EXERCISE AIM -> Output all records precisely as written.

Dataset entries ->
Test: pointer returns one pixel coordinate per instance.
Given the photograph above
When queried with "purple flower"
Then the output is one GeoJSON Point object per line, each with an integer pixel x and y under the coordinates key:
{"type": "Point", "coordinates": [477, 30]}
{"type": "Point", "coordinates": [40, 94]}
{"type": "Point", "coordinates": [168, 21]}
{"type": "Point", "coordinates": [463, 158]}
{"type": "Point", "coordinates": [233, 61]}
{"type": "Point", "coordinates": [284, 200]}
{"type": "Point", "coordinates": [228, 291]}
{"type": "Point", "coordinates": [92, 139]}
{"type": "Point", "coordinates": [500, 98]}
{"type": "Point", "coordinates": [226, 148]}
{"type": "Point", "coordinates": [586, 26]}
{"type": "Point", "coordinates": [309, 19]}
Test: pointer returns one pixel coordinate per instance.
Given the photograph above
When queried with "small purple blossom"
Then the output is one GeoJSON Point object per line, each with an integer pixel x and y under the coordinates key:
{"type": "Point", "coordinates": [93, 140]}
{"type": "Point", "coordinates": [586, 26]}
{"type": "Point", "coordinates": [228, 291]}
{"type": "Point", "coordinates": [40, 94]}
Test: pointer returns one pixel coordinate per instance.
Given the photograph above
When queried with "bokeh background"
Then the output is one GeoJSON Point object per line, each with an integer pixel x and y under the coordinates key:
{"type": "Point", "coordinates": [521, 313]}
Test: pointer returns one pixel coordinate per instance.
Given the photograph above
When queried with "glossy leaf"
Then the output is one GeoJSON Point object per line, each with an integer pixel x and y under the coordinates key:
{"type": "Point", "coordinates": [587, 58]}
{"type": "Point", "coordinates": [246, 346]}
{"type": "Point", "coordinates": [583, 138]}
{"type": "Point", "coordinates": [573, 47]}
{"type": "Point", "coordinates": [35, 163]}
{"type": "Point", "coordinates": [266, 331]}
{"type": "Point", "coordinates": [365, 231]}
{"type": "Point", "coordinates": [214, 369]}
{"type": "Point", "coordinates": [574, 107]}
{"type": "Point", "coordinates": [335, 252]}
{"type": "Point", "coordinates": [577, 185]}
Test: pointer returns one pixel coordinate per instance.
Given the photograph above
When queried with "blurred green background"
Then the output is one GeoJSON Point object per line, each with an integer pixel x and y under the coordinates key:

WRITTEN ANSWER ->
Test: pointer returns one pixel coordinate per instance.
Given the photograph above
When queried with "purple flower"
Then the output is one GeoJSON Point object per line, each with an integer pixel x and y under the coordinates key:
{"type": "Point", "coordinates": [477, 30]}
{"type": "Point", "coordinates": [40, 94]}
{"type": "Point", "coordinates": [168, 21]}
{"type": "Point", "coordinates": [463, 158]}
{"type": "Point", "coordinates": [233, 61]}
{"type": "Point", "coordinates": [284, 200]}
{"type": "Point", "coordinates": [228, 291]}
{"type": "Point", "coordinates": [92, 139]}
{"type": "Point", "coordinates": [500, 98]}
{"type": "Point", "coordinates": [226, 148]}
{"type": "Point", "coordinates": [586, 26]}
{"type": "Point", "coordinates": [309, 19]}
Test: pointer returns one pixel coordinate per instance.
Given the photograph above
When queried with "small purple blossom"
Then the output is one GeoJSON Point object per line, each with an integer pixel x and y under the coordinates key:
{"type": "Point", "coordinates": [93, 140]}
{"type": "Point", "coordinates": [586, 26]}
{"type": "Point", "coordinates": [228, 291]}
{"type": "Point", "coordinates": [40, 94]}
Test: pointer returns one pixel coordinate per instance.
Given the photograph above
When queried with "bokeh background"
Then the output is one GeoJSON Point object per line, each with an integer pixel x and y under the coordinates key:
{"type": "Point", "coordinates": [521, 313]}
Test: pointer returns one pixel coordinate per instance.
Given the photograph above
When queried with "glossy leaf"
Then the output is one GeoJSON Point object per line, each with an integer pixel x and y under the coordinates key:
{"type": "Point", "coordinates": [587, 58]}
{"type": "Point", "coordinates": [246, 346]}
{"type": "Point", "coordinates": [583, 138]}
{"type": "Point", "coordinates": [573, 47]}
{"type": "Point", "coordinates": [35, 163]}
{"type": "Point", "coordinates": [266, 331]}
{"type": "Point", "coordinates": [365, 231]}
{"type": "Point", "coordinates": [214, 369]}
{"type": "Point", "coordinates": [574, 107]}
{"type": "Point", "coordinates": [335, 252]}
{"type": "Point", "coordinates": [577, 185]}
Test: pointer returns one pixel coordinate per instance.
Given the photograph above
When queried with "blurred green background"
Then the output is one GeoJSON Point object per line, each with an integer pixel x and y under the coordinates key:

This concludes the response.